Aim of the task: Set the following entries down again exactly, line by line.

Stored rows:
**********

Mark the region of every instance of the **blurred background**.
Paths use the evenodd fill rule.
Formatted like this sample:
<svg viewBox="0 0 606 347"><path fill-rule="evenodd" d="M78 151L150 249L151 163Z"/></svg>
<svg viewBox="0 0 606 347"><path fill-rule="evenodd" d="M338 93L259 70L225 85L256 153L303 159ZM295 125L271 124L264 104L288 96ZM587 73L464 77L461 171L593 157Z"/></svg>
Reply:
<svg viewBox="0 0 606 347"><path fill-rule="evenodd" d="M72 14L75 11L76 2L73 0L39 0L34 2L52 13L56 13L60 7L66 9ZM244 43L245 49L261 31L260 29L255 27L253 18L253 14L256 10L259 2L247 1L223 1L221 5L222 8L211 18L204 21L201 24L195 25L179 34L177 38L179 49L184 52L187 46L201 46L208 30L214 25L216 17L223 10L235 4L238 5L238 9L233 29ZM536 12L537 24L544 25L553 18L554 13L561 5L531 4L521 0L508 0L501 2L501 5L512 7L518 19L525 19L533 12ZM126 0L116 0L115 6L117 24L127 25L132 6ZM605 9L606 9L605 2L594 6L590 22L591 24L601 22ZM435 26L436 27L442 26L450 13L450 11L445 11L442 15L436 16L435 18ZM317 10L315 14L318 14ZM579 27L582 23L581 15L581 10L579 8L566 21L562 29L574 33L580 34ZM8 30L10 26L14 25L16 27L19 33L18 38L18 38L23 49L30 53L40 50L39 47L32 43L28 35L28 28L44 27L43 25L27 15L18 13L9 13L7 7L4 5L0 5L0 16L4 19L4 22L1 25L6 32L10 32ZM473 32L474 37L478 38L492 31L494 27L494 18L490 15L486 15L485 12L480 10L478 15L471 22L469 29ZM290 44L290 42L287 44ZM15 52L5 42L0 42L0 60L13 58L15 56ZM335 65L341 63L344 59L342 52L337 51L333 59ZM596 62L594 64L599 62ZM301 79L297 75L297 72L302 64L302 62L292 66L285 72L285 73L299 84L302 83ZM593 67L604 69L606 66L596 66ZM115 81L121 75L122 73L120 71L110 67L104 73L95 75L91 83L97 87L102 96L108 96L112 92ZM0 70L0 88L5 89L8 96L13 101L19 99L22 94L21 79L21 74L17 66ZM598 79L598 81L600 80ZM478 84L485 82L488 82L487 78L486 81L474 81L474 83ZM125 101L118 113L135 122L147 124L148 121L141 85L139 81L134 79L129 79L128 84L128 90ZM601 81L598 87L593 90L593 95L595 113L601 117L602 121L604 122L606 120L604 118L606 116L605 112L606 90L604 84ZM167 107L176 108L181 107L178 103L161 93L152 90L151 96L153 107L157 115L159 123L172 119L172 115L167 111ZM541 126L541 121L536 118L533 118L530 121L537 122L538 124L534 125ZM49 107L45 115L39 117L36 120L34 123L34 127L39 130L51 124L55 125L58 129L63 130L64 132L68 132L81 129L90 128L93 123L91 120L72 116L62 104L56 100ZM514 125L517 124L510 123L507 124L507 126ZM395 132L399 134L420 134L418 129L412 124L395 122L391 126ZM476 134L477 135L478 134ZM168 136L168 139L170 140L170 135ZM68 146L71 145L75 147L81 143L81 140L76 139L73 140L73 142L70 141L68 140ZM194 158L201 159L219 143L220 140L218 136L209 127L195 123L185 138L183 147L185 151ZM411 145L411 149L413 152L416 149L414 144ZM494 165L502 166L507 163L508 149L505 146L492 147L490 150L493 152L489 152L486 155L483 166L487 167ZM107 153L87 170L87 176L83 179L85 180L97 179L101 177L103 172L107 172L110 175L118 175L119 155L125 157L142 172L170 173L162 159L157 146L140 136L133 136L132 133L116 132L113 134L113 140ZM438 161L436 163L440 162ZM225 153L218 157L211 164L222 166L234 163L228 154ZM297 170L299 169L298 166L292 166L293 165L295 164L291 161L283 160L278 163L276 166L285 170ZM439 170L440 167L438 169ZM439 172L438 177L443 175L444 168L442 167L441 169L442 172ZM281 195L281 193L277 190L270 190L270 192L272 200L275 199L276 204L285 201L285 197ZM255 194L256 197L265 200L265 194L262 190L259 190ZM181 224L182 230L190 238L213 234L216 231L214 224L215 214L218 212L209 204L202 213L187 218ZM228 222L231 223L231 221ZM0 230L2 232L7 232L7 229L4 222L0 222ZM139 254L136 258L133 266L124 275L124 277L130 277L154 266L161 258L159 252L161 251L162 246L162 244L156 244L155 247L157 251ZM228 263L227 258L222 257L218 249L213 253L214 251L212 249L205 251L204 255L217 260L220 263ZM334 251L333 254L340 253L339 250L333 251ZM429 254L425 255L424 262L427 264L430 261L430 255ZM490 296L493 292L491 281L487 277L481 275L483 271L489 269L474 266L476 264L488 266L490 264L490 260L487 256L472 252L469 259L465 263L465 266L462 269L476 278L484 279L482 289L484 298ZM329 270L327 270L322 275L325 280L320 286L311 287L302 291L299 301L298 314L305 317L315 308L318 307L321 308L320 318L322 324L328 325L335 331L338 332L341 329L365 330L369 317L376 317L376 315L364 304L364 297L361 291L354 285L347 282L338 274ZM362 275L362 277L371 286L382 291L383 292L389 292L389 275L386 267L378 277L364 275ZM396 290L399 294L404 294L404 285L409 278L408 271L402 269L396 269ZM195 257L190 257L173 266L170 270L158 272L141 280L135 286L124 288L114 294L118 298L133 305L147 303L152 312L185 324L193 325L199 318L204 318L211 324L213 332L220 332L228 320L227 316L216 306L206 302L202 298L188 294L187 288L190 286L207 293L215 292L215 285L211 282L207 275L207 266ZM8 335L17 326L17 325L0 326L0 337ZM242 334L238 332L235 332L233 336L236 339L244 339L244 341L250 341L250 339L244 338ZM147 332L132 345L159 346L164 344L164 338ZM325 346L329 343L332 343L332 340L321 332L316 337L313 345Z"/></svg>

**********

Task answer:
Mark the region of every instance of the **blurred background**.
Paths use the evenodd fill rule.
Formatted like this sample:
<svg viewBox="0 0 606 347"><path fill-rule="evenodd" d="M78 151L150 249L151 163Z"/></svg>
<svg viewBox="0 0 606 347"><path fill-rule="evenodd" d="M338 93L259 70L225 85L256 153L303 159ZM295 125L271 124L264 104L288 96ZM587 73L464 77L461 171L593 157Z"/></svg>
Reply:
<svg viewBox="0 0 606 347"><path fill-rule="evenodd" d="M72 14L75 11L76 2L73 0L39 0L34 2L52 13L56 13L60 7L66 9ZM244 43L245 49L261 31L260 29L255 27L253 18L253 14L256 10L259 2L247 1L223 1L221 5L222 8L211 18L204 21L201 24L195 25L179 34L177 38L179 49L184 52L187 46L201 46L208 30L214 25L216 17L223 10L235 4L238 5L238 9L233 29ZM536 12L537 24L544 25L553 18L554 13L561 5L531 4L521 0L508 0L501 2L501 5L512 7L518 19L525 19L533 12ZM126 0L116 0L115 6L117 24L127 25L132 6ZM605 9L606 9L605 2L594 6L590 22L591 24L601 22ZM435 26L436 27L442 26L450 13L450 11L445 11L442 15L436 16L435 18ZM317 10L315 14L318 14ZM579 27L582 23L581 15L581 10L579 8L566 21L562 29L574 33L580 34ZM8 30L10 26L14 25L16 27L19 33L18 38L18 38L23 49L30 53L40 50L39 47L32 43L28 35L28 28L44 27L43 25L27 15L18 13L9 13L7 7L4 5L0 5L0 16L4 19L4 22L1 25L6 32L10 32ZM473 32L474 37L478 38L492 31L494 27L494 18L490 15L486 15L485 12L480 10L478 15L471 22L469 29ZM290 44L290 42L287 44ZM15 52L5 42L0 42L0 60L13 58L15 56ZM335 65L341 63L344 59L342 52L337 51L333 59ZM596 62L594 64L599 62ZM301 79L297 75L297 72L302 64L302 62L292 66L285 72L285 73L299 84L302 83ZM593 67L604 69L606 66L596 66ZM115 81L121 75L122 73L120 71L110 67L104 73L95 75L91 83L97 87L102 96L108 96L112 92ZM0 70L0 88L5 89L8 96L13 101L19 99L22 94L21 79L21 74L17 66ZM598 79L598 81L600 80ZM478 84L485 82L488 82L487 78L486 81L474 81L474 83ZM125 101L118 113L135 122L147 124L148 121L141 85L139 81L134 79L129 79L128 84L128 90ZM601 81L598 87L593 90L593 95L595 113L601 117L602 121L604 122L606 120L604 118L606 116L605 112L606 90L604 84ZM167 107L176 108L181 107L178 103L161 93L152 90L151 96L153 107L157 115L159 123L172 119L172 115L167 111ZM541 126L541 121L536 118L533 118L530 121L537 122L538 124L534 125ZM49 107L45 115L39 117L36 120L34 123L34 127L39 130L51 124L55 125L58 129L63 130L64 132L68 132L81 129L90 128L93 123L91 120L72 116L62 104L56 100ZM514 125L517 124L510 123L507 124L507 126ZM395 132L399 134L420 134L418 129L412 124L395 122L391 126ZM476 134L477 135L478 134ZM168 136L168 139L170 140L170 135ZM68 146L71 145L75 147L81 143L81 140L76 139L73 140L73 142L70 141L68 140ZM194 158L201 159L219 143L220 140L218 136L209 127L195 123L185 138L183 147L185 151ZM411 145L411 149L413 152L416 149L414 144ZM494 165L502 166L507 163L508 149L505 146L492 147L490 150L493 152L489 152L486 155L483 166L487 167ZM107 153L87 170L87 176L83 179L85 180L97 179L101 177L103 172L107 172L110 175L118 175L119 155L125 157L142 172L170 173L162 159L157 146L140 136L133 136L132 133L116 132L113 134L113 140ZM438 161L436 163L440 162ZM225 153L218 157L211 164L222 166L234 163L228 154ZM297 170L299 169L298 166L292 166L293 165L295 164L291 161L283 160L278 163L276 166L285 170ZM439 170L440 167L438 169ZM439 172L438 177L443 175L444 168L442 167L441 169L442 172ZM281 195L281 193L277 190L270 190L270 192L272 200L275 199L276 204L285 201L285 197ZM255 194L256 197L265 200L265 194L262 190L259 190ZM181 224L182 230L190 238L213 234L216 231L214 224L215 214L218 212L209 204L202 213L187 218ZM228 222L231 223L231 221ZM0 230L2 232L7 232L7 229L4 222L0 222ZM139 254L136 258L133 266L124 275L124 277L130 277L154 266L161 258L159 252L161 251L162 246L162 244L156 244L155 247L157 251ZM228 263L227 258L222 257L218 249L213 253L214 251L212 249L205 251L204 255L217 260L220 263ZM334 251L333 254L340 253L339 250L333 251ZM429 254L425 255L424 262L427 264L430 261L430 255ZM490 296L493 292L491 281L487 277L481 275L483 271L489 269L474 266L476 264L488 266L490 264L490 260L487 256L472 252L469 259L465 263L465 266L462 269L476 278L484 279L482 289L484 298ZM329 270L327 270L322 275L325 280L320 286L311 287L302 291L299 301L298 314L305 317L315 308L318 307L321 308L320 318L322 324L328 325L335 331L338 332L341 329L365 330L369 317L376 317L376 315L364 304L364 297L361 291L354 285L347 282L338 274ZM362 275L362 277L371 286L382 291L383 292L389 292L389 275L386 267L378 277L364 275ZM396 290L399 294L404 294L404 285L409 278L408 271L402 269L396 269ZM195 257L190 257L173 266L170 270L158 272L141 280L135 286L124 288L114 294L118 298L133 305L147 303L152 312L185 324L193 325L199 318L204 318L211 324L213 332L220 332L228 320L227 316L216 306L206 302L202 298L188 294L187 288L190 286L207 293L215 292L215 285L211 282L207 275L207 266ZM8 335L17 326L17 325L0 326L0 337ZM242 334L238 332L235 332L233 336L236 339L244 339L244 341L250 341L250 339L244 338ZM147 332L132 345L159 346L164 344L164 338ZM325 346L329 343L332 343L332 340L321 332L316 337L313 345Z"/></svg>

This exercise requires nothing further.